Material for this exercise section start
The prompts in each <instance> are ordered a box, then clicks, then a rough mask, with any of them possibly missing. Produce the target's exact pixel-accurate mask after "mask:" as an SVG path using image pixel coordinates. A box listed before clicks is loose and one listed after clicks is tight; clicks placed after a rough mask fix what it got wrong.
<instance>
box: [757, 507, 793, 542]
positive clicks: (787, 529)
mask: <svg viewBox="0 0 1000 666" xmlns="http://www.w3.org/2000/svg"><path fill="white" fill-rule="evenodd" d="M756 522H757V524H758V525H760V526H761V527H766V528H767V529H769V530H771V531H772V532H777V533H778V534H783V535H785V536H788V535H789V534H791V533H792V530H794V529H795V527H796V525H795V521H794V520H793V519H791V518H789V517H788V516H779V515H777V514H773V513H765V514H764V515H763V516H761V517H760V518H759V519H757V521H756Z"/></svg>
Material for this exercise section end
**Problem to work on:**
Copy every line above in which the string "instance" shows up.

**Reply:**
The prompts in each <instance> are ordered a box, then clicks, then a rough mask, with any of them possibly missing. Produce the target's exact pixel-accurate mask after "mask:" as an SVG path using image pixel coordinates. A box listed before clicks is loose and one listed after clicks is tight; clicks placed after a rough mask fix what it got wrong.
<instance>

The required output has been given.